** Sayfa Alıntısı **

******

“Çünkü
saatler dardır, her şeyi almaz
Güneşte çözülür ve kayarlar bir yana.
Mısırlar güçlükle büyürken yağmursuzluk
Kaygılandırır dilsiz bahçıvanı”
Melih Cevdet Anday
İnsanların ve halkların, dostluğuna dostluk katanlar, destek
olanlar, İnsanın canına can kattığı için yaşama “yaşam”
katanlardır. Çünkü yaşam, insanla ve insanda canlanır. İnsan
canlandığında, yaşam da canlanır. Yaşamı bilen ve eyleyen
insandır. Ve insanı canlandıran ise dostluk, kardeşlik, sevgi,
paylaşım gibi bizi ruhumuzun derinliğinde -nedenini
bilmediğimiz derin bir sevdaya götüren- yol’lardır.
O derin sevda ki gerçekliğe ulaştıracak olan yoldur. Ve O’nun
lütfüyle bağışlanacak olan hakiki yaşamın, gül kokularını
taşır yürüdüğümüz yollara. Yollar ne kadar karanlıklardan
geçerse geçsin bu gül kokuları her zaman ulaşır yüreklerimizin
kuytularına. Ve düşeriz dünya gezegeninin yollarına.

******

[Bir kayıt dizisi]
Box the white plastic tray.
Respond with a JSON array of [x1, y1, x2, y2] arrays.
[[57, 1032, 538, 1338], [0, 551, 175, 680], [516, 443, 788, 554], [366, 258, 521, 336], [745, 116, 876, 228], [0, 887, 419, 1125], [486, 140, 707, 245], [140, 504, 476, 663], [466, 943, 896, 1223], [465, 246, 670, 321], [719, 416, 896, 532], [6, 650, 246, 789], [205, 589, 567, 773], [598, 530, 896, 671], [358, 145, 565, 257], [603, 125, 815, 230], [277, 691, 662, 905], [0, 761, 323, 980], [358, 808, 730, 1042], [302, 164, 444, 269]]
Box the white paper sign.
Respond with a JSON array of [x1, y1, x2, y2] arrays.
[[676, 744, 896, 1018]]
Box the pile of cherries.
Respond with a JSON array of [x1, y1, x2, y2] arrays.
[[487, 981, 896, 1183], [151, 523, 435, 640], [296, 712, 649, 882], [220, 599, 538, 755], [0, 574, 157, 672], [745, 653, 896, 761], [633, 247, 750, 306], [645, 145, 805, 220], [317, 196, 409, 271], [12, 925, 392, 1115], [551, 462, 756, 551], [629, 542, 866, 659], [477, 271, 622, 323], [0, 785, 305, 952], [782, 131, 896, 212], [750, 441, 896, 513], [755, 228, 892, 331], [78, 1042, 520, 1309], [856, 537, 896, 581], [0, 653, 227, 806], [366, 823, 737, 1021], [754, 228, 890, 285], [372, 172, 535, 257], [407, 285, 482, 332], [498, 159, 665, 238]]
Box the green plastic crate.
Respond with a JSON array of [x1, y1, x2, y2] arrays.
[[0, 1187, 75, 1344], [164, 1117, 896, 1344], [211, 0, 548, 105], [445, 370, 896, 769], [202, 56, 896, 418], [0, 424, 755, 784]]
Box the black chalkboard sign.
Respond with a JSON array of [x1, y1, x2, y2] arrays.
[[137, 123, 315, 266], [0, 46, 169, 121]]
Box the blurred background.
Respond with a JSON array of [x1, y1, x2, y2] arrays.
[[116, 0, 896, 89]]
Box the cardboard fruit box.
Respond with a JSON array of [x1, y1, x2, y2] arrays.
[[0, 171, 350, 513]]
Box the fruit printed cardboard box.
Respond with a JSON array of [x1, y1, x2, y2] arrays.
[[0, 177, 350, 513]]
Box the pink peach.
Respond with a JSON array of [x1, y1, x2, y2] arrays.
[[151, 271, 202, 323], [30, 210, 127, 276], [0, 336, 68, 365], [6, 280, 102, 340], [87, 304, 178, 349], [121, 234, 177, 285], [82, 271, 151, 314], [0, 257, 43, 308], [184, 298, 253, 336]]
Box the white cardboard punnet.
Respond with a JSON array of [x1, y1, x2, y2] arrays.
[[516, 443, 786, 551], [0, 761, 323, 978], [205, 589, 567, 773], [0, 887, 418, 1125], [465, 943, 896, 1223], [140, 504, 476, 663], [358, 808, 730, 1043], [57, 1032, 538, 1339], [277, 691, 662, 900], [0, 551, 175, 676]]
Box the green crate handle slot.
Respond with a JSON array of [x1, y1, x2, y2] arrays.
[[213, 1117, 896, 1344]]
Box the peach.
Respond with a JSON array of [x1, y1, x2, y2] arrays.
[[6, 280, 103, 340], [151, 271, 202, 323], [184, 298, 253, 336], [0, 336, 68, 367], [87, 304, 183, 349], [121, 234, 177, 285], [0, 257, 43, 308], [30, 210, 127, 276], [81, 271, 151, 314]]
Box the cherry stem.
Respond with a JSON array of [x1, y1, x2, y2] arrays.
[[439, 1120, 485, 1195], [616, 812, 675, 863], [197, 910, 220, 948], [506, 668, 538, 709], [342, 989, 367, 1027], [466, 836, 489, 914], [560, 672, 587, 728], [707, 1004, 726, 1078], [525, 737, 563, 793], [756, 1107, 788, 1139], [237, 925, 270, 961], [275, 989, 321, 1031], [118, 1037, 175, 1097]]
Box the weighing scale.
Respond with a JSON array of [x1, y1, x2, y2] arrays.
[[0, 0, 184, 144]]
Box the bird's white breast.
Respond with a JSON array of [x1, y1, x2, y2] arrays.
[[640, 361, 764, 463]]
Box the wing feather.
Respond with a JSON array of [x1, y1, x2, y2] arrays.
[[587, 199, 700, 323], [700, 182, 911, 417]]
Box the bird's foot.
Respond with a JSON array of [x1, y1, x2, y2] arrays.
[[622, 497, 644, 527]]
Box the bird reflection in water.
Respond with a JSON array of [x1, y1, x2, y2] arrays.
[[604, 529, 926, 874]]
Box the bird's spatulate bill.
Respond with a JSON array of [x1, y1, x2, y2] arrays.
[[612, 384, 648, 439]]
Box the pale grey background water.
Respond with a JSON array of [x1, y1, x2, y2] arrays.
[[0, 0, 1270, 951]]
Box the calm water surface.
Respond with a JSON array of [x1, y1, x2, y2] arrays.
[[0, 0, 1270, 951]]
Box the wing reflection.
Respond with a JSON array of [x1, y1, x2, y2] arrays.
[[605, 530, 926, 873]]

******

** Çalışma Soruları **
1. Sayfa alıntısında insanı canlandıran yollar olarak sayılan kavramları metindeki sırayla yazın.
2. Sayfa alıntısına göre yaşamı bilen ve eyleyen kimdir?
3. Sayfa alıntısının "Melih Cevdet Anday" ifadesinden "dünya gezegeninin yollarına." ifadesine kadar olan bölümünü hiçbir değişiklik yapmadan yazın.

** Görev Sonuçları **
1. dostluk, kardeşlik, sevgi, paylaşım

2. Yaşamı bilen ve eyleyen insandır.

3.
Melih Cevdet Anday
İnsanların ve halkların, dostluğuna dostluk katanlar, destek
olanlar, İnsanın canına can kattığı için yaşama “yaşam”
katanlardır. Çünkü yaşam, insanla ve insanda canlanır. İnsan
canlandığında, yaşam da canlanır. Yaşamı bilen ve eyleyen
insandır. Ve insanı canlandıran ise dostluk, kardeşlik, sevgi,
paylaşım gibi bizi ruhumuzun derinliğinde -nedenini
bilmediğimiz derin bir sevdaya götüren- yol’lardır.
O derin sevda ki gerçekliğe ulaştıracak olan yoldur. Ve O’nun
lütfüyle bağışlanacak olan hakiki yaşamın, gül kokularını
taşır yürüdüğümüz yollara. Yollar ne kadar karanlıklardan
geçerse geçsin bu gül kokuları her zaman ulaşır yüreklerimizin
kuytularına. Ve düşeriz dünya gezegeninin yollarına.